— start of MATERIAL SHOWN —
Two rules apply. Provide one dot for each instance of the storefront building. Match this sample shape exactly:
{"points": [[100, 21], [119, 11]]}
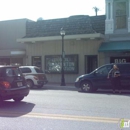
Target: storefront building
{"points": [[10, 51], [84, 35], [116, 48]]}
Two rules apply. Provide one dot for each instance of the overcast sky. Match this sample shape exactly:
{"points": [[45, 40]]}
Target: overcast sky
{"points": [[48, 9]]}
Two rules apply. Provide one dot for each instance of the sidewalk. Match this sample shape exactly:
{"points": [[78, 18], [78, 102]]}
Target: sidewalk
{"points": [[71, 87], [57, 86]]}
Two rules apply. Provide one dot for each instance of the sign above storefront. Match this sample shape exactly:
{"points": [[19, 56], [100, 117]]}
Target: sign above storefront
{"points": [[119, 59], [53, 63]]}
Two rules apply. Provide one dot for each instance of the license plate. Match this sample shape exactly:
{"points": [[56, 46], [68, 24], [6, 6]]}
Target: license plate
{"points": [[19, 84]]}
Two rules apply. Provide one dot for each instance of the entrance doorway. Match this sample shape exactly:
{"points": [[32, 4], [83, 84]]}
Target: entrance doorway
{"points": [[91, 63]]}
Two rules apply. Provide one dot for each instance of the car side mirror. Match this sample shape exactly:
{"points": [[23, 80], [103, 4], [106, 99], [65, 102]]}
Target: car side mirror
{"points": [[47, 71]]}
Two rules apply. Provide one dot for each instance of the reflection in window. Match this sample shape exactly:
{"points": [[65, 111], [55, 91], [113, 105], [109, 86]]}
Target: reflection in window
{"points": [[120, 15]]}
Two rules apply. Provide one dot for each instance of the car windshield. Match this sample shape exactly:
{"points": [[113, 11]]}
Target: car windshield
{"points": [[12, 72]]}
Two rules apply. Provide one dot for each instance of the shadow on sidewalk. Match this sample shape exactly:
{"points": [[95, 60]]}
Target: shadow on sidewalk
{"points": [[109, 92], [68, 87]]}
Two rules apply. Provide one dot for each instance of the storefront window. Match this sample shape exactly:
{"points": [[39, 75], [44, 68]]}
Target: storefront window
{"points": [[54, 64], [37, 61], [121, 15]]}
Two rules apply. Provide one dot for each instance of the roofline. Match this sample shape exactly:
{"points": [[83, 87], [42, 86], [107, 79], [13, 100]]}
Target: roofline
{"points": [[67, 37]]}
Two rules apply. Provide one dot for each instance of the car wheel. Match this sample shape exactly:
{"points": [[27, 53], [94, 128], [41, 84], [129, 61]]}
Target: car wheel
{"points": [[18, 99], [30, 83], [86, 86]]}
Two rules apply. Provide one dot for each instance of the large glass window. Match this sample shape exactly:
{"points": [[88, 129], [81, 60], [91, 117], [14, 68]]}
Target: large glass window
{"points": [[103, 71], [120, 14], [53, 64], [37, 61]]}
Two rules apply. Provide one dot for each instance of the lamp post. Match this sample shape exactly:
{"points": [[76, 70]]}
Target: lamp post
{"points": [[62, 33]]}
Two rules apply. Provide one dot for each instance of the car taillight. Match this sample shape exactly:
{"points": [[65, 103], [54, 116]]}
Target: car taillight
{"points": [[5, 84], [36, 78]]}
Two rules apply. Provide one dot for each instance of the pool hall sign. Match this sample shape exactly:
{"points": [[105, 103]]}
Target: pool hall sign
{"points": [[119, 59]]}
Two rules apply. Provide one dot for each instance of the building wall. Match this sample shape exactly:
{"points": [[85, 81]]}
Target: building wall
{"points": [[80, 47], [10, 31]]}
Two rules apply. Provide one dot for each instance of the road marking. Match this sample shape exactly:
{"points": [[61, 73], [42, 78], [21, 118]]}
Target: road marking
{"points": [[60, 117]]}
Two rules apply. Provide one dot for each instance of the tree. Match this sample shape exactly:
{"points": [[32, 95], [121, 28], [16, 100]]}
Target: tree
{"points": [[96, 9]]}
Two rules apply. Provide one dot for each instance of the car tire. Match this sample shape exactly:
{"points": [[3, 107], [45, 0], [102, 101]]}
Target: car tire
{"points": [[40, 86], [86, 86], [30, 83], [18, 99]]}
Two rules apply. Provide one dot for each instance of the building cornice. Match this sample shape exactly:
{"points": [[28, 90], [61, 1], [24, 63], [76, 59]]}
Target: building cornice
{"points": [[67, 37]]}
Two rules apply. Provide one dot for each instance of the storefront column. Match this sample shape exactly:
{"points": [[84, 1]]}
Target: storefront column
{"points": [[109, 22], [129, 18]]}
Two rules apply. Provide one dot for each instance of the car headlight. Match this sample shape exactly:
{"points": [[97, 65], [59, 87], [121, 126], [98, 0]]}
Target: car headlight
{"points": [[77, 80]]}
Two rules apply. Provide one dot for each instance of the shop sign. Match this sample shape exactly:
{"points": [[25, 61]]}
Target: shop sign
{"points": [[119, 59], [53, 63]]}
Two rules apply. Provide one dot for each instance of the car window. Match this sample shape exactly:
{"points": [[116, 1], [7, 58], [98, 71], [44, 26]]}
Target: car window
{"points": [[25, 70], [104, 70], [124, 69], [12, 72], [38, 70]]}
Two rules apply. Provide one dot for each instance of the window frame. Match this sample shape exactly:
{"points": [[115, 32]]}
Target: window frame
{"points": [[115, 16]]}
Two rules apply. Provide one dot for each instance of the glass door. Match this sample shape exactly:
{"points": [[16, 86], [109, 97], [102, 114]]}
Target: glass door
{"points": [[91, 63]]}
— end of MATERIAL SHOWN —
◆ EXERCISE TASK:
Copy the records from the line that has "of the window" through the end of the records, replacing "glass door" with "revolving door" wherever it occurs and leaving everything else unchanged.

◆ RESULT OF THIS EXERCISE:
Two rules apply. Provide one dot for each instance of the window frame. Match this sample shape exactly:
{"points": [[115, 32]]}
Target: window frame
{"points": [[115, 16]]}
Two rules apply. Provide one dot for each instance of the revolving door. Match this sample shape exactly:
{"points": [[16, 86], [109, 97], [102, 114]]}
Target: revolving door
{"points": [[91, 63]]}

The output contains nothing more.